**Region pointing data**
-------

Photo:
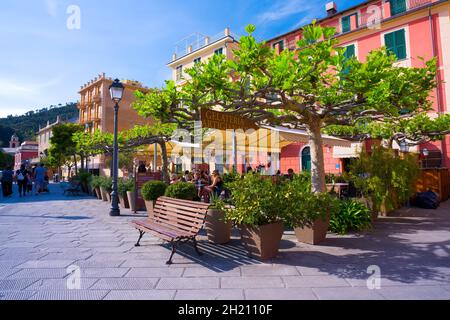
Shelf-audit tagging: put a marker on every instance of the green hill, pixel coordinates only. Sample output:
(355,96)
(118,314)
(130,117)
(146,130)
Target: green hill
(26,126)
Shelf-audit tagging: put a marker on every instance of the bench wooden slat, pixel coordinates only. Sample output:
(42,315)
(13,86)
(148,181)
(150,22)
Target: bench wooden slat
(177,224)
(157,210)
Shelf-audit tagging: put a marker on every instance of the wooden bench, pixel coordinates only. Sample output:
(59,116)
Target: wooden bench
(174,221)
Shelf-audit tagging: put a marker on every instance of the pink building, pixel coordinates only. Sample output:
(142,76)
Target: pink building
(27,151)
(409,28)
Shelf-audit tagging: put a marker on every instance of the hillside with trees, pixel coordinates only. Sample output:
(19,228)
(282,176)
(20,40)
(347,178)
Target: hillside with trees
(26,126)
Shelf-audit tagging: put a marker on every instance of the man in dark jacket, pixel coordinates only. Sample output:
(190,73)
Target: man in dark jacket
(7,179)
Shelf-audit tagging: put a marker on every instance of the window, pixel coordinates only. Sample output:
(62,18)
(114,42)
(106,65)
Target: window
(280,43)
(396,43)
(397,6)
(179,73)
(346,22)
(349,53)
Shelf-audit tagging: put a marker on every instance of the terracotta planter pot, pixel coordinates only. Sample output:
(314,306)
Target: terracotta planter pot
(104,194)
(149,205)
(108,196)
(219,231)
(131,200)
(124,202)
(98,193)
(262,242)
(315,234)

-------

What you write should match, character for character, the lines from the one with "Shelf-audit tagging: put a marker on every instance of the bench" to the end of the data, both included.

Shelf-audit tagging: put a marker on every instance of the bench wooden slat, pixel coordinates only. Sample output:
(42,315)
(13,86)
(148,181)
(150,22)
Target: bench wooden slat
(177,224)
(157,210)
Shelf-audit tagging: put a marker on every instance of the wooden bench, pixel coordinates only. Sample output:
(59,116)
Target: wooden bench
(174,221)
Shelf-audit tagging: put a marker on every instance of the pink building, pixel coordinates only. Sample output:
(142,76)
Target: pink building
(27,151)
(409,28)
Shelf-audit tagging: put a marker on every instance of the hillside with trees, pixel coordinates only. Sample output:
(19,228)
(282,176)
(20,40)
(347,178)
Target: hillside with trees
(26,126)
Shelf-audit tagging: put a marker on every instance of the man in dark jacket, pixel coordinates only. Sample output:
(190,73)
Target: man in dark jacket
(7,179)
Shelf-audit tagging: put a marker on every instance of the window, pixel coordinates only. Sample output:
(62,18)
(114,42)
(106,65)
Target: window
(280,43)
(396,43)
(397,6)
(179,73)
(346,22)
(349,53)
Shelf-audit tagging: put a marker on every instance of the terracotta planter pot, pixel coordinates only. Sample output:
(314,306)
Target: terracotta planter pot
(104,194)
(149,205)
(108,196)
(219,231)
(131,200)
(124,202)
(98,193)
(262,242)
(315,234)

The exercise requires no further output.